_What this task involves_: Reproduce the records word for word, starting at the line that contains "Look at the photo below. For each instance of the white" and stopping after the line that contains "pixel 693 649". Leave the pictures out of your answer.

_Records shown_:

******************************

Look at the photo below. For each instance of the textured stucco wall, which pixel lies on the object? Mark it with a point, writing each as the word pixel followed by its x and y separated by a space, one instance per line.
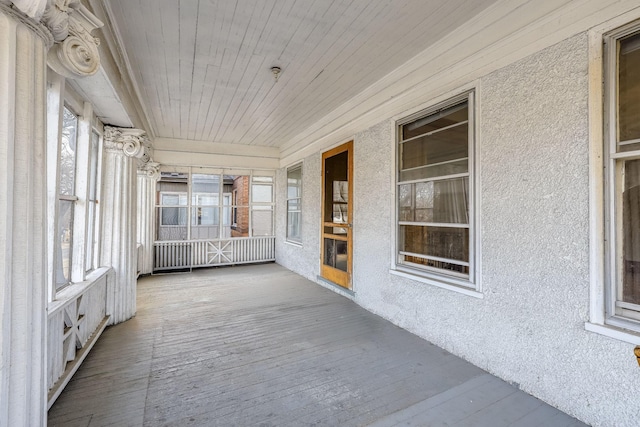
pixel 533 155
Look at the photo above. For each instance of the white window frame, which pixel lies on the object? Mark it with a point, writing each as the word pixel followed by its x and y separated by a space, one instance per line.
pixel 296 241
pixel 228 209
pixel 602 106
pixel 471 284
pixel 178 206
pixel 85 210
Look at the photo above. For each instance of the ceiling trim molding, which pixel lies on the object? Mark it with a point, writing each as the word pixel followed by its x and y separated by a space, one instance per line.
pixel 117 64
pixel 502 34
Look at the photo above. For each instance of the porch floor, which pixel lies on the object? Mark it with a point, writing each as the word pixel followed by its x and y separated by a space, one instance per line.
pixel 260 345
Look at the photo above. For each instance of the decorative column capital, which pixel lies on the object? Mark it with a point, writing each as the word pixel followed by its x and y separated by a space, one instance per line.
pixel 32 8
pixel 75 53
pixel 149 170
pixel 130 142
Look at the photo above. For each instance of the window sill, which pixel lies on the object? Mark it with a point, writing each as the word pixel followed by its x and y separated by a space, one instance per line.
pixel 72 290
pixel 438 283
pixel 614 332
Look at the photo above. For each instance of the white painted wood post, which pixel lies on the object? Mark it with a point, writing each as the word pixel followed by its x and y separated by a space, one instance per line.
pixel 148 175
pixel 118 244
pixel 23 234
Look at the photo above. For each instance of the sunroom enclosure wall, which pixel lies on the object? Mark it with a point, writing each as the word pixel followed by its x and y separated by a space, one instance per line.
pixel 525 321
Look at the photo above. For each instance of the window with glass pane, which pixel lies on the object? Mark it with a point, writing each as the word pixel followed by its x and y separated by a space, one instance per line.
pixel 91 205
pixel 262 206
pixel 434 191
pixel 294 204
pixel 205 206
pixel 66 197
pixel 624 184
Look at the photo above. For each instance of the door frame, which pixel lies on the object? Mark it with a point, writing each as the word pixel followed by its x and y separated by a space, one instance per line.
pixel 334 275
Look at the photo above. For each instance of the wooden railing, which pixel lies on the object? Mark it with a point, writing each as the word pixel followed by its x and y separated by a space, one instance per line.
pixel 183 254
pixel 76 319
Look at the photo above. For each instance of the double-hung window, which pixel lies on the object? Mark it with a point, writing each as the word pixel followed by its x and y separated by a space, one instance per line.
pixel 294 204
pixel 77 188
pixel 435 215
pixel 66 197
pixel 622 177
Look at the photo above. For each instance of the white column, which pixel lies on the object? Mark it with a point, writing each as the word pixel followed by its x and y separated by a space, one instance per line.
pixel 148 174
pixel 118 245
pixel 23 243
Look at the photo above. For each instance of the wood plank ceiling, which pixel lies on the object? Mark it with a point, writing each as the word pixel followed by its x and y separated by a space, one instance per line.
pixel 202 67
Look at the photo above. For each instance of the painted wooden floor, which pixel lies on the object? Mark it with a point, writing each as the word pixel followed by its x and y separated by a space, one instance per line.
pixel 261 346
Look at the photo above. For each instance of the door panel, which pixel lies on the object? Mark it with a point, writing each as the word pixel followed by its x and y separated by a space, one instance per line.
pixel 337 209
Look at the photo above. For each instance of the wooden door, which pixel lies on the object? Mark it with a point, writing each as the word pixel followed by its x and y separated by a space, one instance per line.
pixel 337 215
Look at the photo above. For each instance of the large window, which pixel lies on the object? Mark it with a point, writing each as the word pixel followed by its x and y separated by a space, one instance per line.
pixel 77 187
pixel 435 227
pixel 622 172
pixel 203 206
pixel 66 197
pixel 294 204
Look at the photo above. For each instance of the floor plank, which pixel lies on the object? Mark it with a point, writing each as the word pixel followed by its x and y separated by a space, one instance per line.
pixel 260 345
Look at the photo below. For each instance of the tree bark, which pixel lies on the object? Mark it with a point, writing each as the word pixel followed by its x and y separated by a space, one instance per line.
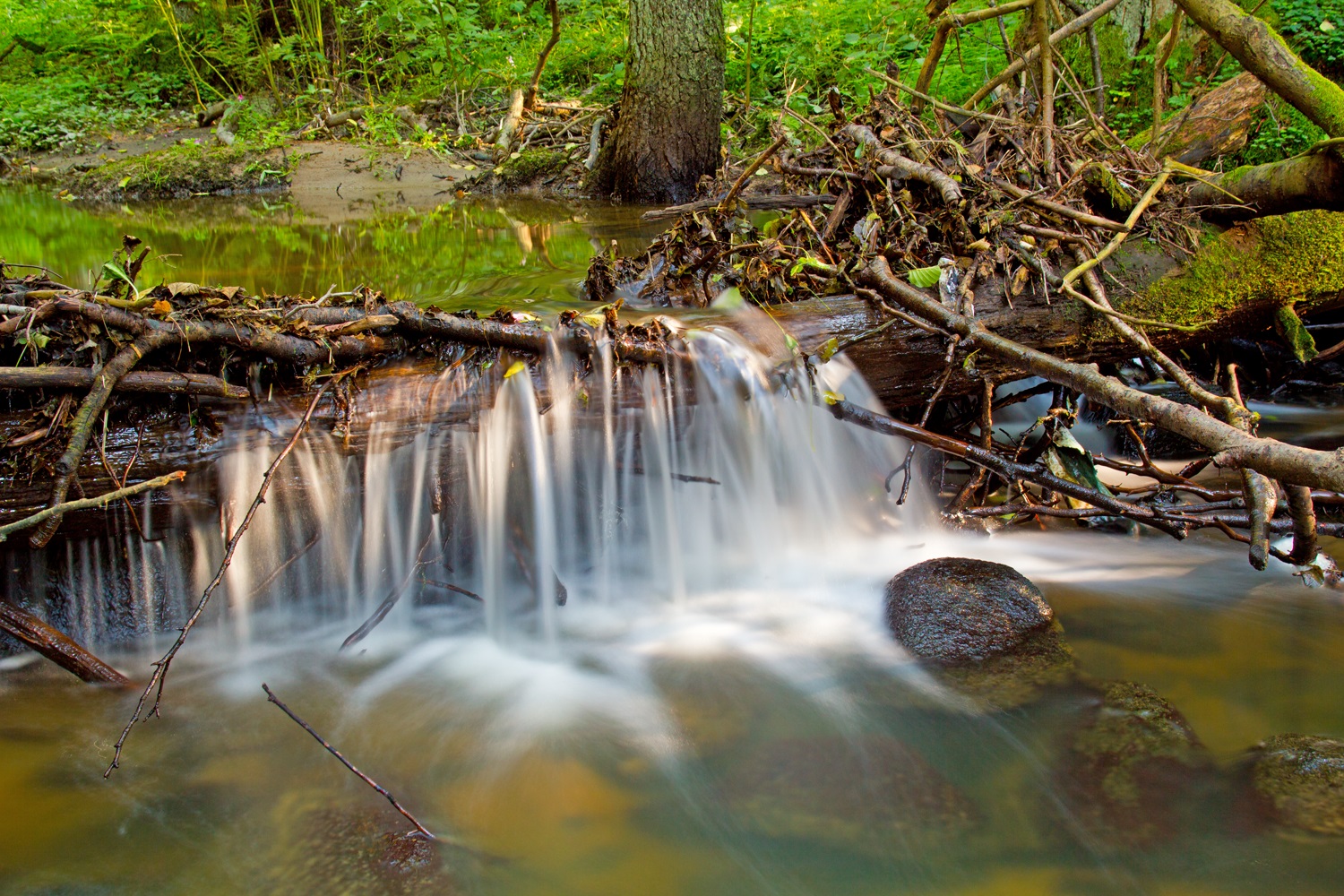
pixel 1314 180
pixel 1262 51
pixel 56 646
pixel 1234 285
pixel 667 134
pixel 1217 125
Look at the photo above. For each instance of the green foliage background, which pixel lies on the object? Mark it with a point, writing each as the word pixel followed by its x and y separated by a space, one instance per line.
pixel 108 65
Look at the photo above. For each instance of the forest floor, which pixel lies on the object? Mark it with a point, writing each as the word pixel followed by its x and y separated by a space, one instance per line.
pixel 327 179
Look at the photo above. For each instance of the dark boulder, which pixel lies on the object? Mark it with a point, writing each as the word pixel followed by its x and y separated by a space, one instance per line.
pixel 1298 780
pixel 983 629
pixel 1133 767
pixel 956 610
pixel 358 850
pixel 873 794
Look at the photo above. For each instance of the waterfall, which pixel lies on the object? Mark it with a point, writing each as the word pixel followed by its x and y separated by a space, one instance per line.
pixel 521 492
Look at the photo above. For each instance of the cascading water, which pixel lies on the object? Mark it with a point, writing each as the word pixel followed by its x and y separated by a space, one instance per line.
pixel 624 487
pixel 628 634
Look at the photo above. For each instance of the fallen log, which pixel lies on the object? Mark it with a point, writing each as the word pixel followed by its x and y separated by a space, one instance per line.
pixel 1262 51
pixel 1230 445
pixel 56 646
pixel 1218 124
pixel 753 203
pixel 1233 287
pixel 152 382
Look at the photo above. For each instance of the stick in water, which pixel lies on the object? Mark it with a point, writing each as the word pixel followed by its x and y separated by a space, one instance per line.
pixel 271 697
pixel 160 673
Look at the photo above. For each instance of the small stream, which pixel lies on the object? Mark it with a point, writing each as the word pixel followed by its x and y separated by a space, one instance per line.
pixel 663 667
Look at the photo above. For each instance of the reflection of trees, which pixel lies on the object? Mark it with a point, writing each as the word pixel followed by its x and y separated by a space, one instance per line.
pixel 460 255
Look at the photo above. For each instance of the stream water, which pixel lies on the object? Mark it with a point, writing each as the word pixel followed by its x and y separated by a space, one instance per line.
pixel 675 676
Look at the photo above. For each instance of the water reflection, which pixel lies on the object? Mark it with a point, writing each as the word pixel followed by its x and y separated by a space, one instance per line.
pixel 465 254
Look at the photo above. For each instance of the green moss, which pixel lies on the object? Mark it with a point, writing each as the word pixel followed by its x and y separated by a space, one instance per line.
pixel 1303 780
pixel 182 171
pixel 1107 188
pixel 1284 260
pixel 1133 727
pixel 1298 339
pixel 1129 766
pixel 1016 678
pixel 530 167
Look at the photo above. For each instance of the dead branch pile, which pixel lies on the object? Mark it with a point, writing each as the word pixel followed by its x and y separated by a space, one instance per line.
pixel 960 223
pixel 225 346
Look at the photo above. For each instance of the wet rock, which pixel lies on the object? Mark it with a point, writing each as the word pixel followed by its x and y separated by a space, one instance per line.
pixel 1132 767
pixel 358 850
pixel 984 630
pixel 956 610
pixel 715 704
pixel 873 794
pixel 1298 780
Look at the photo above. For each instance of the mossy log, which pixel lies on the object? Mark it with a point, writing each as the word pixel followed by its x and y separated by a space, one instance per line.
pixel 1233 287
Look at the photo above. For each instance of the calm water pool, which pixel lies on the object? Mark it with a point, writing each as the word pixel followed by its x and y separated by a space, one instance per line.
pixel 728 716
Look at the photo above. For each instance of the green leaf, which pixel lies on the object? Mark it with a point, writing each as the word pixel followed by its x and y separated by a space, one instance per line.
pixel 924 277
pixel 112 271
pixel 728 300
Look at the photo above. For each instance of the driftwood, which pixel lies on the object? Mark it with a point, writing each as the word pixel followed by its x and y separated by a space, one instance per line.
pixel 56 646
pixel 1258 47
pixel 153 382
pixel 1311 180
pixel 753 203
pixel 1217 124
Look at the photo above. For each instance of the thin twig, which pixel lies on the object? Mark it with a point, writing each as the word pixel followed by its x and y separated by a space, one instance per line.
pixel 271 697
pixel 82 504
pixel 160 673
pixel 749 171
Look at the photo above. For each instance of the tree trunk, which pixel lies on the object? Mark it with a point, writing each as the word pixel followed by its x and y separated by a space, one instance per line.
pixel 668 129
pixel 1262 51
pixel 1312 180
pixel 1218 124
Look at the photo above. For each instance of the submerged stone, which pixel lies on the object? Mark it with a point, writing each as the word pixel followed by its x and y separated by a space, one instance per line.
pixel 957 610
pixel 1298 780
pixel 983 629
pixel 1129 767
pixel 358 850
pixel 873 794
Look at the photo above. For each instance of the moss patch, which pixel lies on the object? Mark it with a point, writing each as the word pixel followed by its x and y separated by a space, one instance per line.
pixel 1301 778
pixel 183 171
pixel 1126 767
pixel 1284 258
pixel 1016 678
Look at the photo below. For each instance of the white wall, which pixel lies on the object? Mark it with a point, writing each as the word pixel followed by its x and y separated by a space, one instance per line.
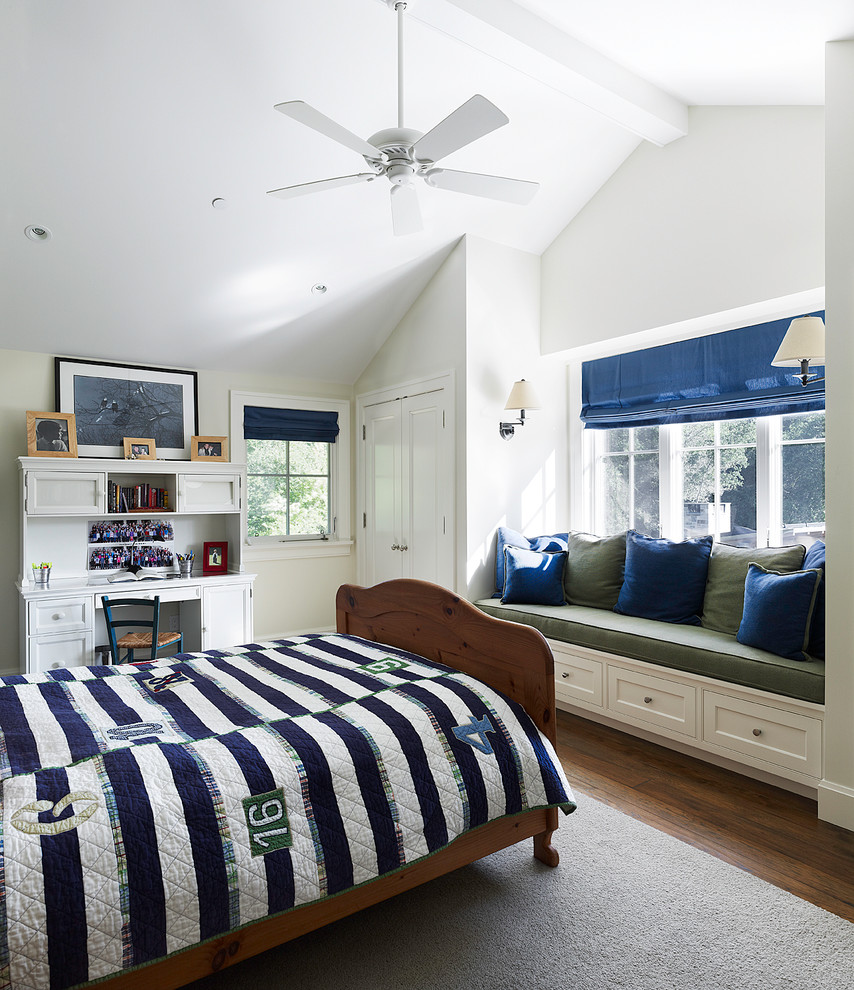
pixel 731 215
pixel 519 482
pixel 289 596
pixel 836 795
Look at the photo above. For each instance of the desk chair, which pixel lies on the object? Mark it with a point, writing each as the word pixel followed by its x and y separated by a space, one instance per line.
pixel 151 641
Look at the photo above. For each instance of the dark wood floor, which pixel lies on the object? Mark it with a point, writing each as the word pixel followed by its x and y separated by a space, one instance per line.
pixel 766 831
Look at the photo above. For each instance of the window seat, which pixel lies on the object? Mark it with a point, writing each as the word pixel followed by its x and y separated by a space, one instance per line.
pixel 693 649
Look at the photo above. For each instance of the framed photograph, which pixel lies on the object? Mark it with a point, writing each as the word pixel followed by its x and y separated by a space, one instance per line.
pixel 140 448
pixel 51 435
pixel 112 401
pixel 209 448
pixel 215 558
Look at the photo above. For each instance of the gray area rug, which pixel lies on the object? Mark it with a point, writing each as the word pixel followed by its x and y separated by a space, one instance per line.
pixel 627 907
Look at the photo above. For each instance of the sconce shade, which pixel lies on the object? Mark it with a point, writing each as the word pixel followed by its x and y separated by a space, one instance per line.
pixel 523 396
pixel 804 341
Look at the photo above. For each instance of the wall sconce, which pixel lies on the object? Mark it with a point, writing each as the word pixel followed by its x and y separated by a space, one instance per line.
pixel 522 397
pixel 804 342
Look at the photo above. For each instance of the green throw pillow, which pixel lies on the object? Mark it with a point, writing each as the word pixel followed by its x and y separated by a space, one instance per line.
pixel 594 569
pixel 724 602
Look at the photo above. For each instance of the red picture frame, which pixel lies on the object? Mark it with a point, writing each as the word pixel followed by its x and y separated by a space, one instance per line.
pixel 215 557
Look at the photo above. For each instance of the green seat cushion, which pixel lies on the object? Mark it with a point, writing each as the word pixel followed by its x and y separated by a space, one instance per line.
pixel 690 648
pixel 723 604
pixel 594 569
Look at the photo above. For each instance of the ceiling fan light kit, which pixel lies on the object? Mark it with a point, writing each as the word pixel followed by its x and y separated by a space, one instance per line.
pixel 402 154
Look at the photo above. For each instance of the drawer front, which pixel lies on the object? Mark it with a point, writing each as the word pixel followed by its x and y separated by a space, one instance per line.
pixel 59 615
pixel 173 594
pixel 786 739
pixel 578 679
pixel 661 702
pixel 53 652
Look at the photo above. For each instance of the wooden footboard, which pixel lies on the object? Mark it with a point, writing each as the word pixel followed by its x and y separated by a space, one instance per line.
pixel 432 622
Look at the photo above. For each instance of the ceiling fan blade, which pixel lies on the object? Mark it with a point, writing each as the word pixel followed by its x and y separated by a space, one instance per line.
pixel 467 123
pixel 288 192
pixel 476 184
pixel 405 212
pixel 324 125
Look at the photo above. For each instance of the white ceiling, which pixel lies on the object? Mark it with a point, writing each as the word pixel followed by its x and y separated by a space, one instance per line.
pixel 122 121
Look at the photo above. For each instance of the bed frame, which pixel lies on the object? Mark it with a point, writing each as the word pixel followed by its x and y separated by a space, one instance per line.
pixel 435 623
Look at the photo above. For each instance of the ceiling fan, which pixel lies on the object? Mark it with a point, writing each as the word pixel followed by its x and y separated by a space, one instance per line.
pixel 402 154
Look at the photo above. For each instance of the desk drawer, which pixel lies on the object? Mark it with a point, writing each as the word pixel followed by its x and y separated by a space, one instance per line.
pixel 578 679
pixel 172 594
pixel 786 739
pixel 661 702
pixel 59 615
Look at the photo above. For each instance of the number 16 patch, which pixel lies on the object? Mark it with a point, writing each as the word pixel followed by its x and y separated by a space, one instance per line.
pixel 267 822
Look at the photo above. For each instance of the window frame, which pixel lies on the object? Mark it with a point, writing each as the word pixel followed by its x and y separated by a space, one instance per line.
pixel 339 540
pixel 769 468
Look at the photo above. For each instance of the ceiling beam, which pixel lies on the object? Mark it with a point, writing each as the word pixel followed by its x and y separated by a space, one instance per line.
pixel 521 39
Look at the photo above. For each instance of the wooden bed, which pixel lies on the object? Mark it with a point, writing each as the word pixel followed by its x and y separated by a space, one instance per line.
pixel 435 623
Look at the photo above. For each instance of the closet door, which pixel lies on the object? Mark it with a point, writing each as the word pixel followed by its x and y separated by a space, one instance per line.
pixel 382 448
pixel 409 498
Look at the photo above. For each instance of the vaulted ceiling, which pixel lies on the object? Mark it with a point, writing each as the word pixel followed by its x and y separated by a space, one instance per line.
pixel 122 123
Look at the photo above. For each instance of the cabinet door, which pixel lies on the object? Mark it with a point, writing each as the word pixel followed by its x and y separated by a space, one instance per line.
pixel 208 493
pixel 52 652
pixel 67 493
pixel 226 616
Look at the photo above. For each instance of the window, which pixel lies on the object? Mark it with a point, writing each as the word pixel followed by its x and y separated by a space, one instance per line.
pixel 748 482
pixel 298 490
pixel 288 488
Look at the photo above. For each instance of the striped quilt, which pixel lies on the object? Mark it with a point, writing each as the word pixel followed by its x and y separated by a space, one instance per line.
pixel 149 808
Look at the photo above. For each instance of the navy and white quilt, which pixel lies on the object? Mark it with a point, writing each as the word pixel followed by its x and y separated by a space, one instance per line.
pixel 148 808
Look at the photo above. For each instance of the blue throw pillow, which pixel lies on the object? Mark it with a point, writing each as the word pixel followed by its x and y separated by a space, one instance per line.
pixel 533 578
pixel 509 537
pixel 777 611
pixel 664 580
pixel 815 558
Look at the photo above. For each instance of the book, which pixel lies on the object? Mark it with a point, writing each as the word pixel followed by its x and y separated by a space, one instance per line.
pixel 135 573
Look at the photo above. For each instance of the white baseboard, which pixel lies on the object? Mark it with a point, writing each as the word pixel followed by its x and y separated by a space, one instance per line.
pixel 836 804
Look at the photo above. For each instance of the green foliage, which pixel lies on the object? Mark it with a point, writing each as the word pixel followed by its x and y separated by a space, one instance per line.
pixel 288 487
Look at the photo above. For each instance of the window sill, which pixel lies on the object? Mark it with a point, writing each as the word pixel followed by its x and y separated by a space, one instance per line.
pixel 297 549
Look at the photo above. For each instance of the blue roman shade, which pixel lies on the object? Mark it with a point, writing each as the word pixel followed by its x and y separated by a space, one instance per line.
pixel 262 423
pixel 721 376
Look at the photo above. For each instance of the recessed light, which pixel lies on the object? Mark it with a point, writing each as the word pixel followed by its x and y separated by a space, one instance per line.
pixel 36 232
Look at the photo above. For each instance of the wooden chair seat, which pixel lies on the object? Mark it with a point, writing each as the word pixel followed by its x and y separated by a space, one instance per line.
pixel 142 641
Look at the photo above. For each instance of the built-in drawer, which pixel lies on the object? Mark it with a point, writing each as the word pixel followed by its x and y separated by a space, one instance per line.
pixel 578 679
pixel 59 615
pixel 786 739
pixel 668 704
pixel 177 593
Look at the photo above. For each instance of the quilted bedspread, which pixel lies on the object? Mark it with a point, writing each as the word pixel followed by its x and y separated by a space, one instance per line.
pixel 149 808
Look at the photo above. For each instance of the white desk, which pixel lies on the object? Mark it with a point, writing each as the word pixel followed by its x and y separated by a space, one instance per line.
pixel 63 622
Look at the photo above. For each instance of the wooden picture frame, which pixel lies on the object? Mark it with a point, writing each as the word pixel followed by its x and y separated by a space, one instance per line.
pixel 215 557
pixel 140 448
pixel 51 434
pixel 110 400
pixel 208 448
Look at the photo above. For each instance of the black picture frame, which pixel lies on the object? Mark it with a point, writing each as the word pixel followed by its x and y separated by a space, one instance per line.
pixel 111 401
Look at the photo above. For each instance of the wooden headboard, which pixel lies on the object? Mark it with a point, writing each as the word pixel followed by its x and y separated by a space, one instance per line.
pixel 435 623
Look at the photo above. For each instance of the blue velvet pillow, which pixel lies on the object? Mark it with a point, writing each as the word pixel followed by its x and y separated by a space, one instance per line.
pixel 664 580
pixel 778 610
pixel 815 558
pixel 509 537
pixel 533 578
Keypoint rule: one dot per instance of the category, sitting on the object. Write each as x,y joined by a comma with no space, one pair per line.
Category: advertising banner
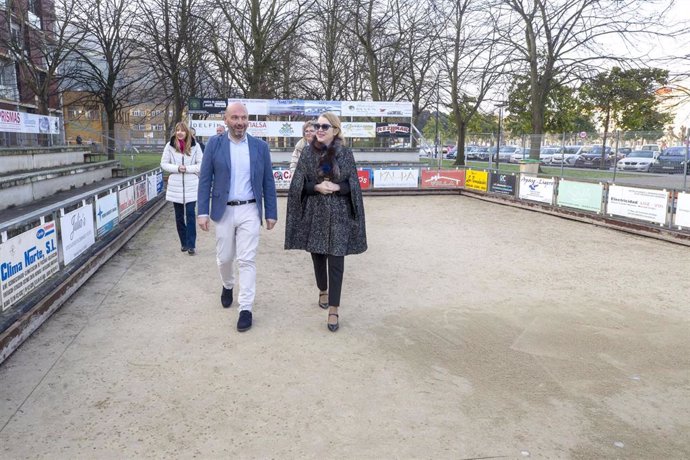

******************************

_Full answer_:
Look at the photo below. For each instance of the white wall, which pixel lies on the object? Mark it with a point, writing each as the word pixel followed by its x and y separated by a space, one instance per line.
pixel 731 215
pixel 519 482
pixel 289 596
pixel 836 795
Look at the photo above. For each instance of the desk chair, which pixel lies on the object? Mark it with a point, writing each as the word pixel followed by its x and y separated by a space, one instance per line.
pixel 151 641
Look at the photo above. For each instance of the dark wood floor, which pixel lies on the object? Mark it with a point, writing each as the word pixel followed by its x and y separated by a space, one instance per line.
pixel 766 831
Look at the photo above. For each instance of the window seat, which pixel lies on the object? Mark it with a point, writing each as the word pixel followed by its x and y separated by a space, one instance per line.
pixel 693 649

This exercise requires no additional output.